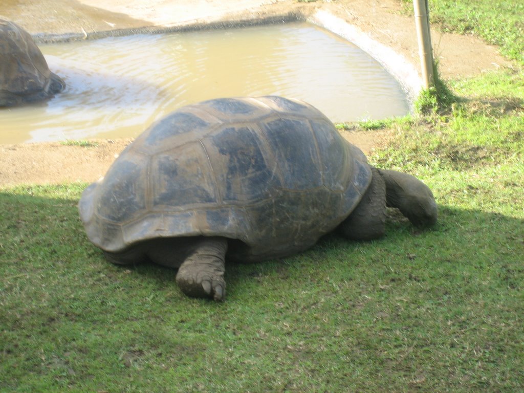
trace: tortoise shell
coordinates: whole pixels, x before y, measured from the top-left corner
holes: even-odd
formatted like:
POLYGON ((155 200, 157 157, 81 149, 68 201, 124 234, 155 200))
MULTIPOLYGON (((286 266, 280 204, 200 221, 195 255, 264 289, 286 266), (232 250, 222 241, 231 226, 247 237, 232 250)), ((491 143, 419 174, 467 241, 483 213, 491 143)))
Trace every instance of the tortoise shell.
POLYGON ((0 19, 0 106, 48 98, 66 84, 49 71, 29 34, 13 22, 0 19))
POLYGON ((303 250, 351 213, 370 180, 319 110, 277 96, 182 107, 130 144, 79 207, 90 239, 123 253, 160 237, 220 236, 228 257, 303 250))

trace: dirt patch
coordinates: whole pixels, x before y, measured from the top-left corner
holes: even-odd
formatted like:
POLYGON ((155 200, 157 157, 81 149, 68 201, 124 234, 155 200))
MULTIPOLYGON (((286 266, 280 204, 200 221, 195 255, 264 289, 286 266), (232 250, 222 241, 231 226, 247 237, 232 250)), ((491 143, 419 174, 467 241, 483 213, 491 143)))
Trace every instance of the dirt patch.
MULTIPOLYGON (((255 21, 290 14, 307 16, 320 9, 365 32, 419 68, 414 21, 401 14, 398 0, 308 4, 288 0, 3 0, 0 15, 39 37, 71 34, 86 36, 93 32, 149 26, 255 21)), ((444 78, 468 77, 510 65, 496 47, 474 37, 442 34, 434 29, 432 34, 435 56, 444 78)), ((343 134, 366 153, 387 143, 388 135, 384 131, 343 134)), ((60 143, 0 145, 0 186, 95 180, 129 142, 97 141, 96 147, 60 143)))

* **TASK INSTRUCTIONS**
Copy the stretch of the listing from its beginning through the line containing "POLYGON ((0 19, 0", and shift each coordinate in the answers by adding -135 to it. Keep every other line unchanged, and leave out the pictures.

* **COMPLETE RESPONSE**
trace: tortoise shell
coordinates: whole pixels, x before y, measured from the top-left corner
holes: even-odd
formatted like:
POLYGON ((155 200, 157 157, 81 149, 68 201, 124 234, 155 200))
MULTIPOLYGON (((286 266, 280 204, 200 221, 195 255, 264 289, 286 266), (232 250, 222 241, 231 226, 247 237, 232 250)), ((491 143, 419 174, 467 241, 483 213, 491 143)))
Trace every instance of the tortoise shell.
POLYGON ((-135 -116, -135 -29, -87 -37, -69 -51, -86 -64, -106 -101, -122 -113, -135 -116))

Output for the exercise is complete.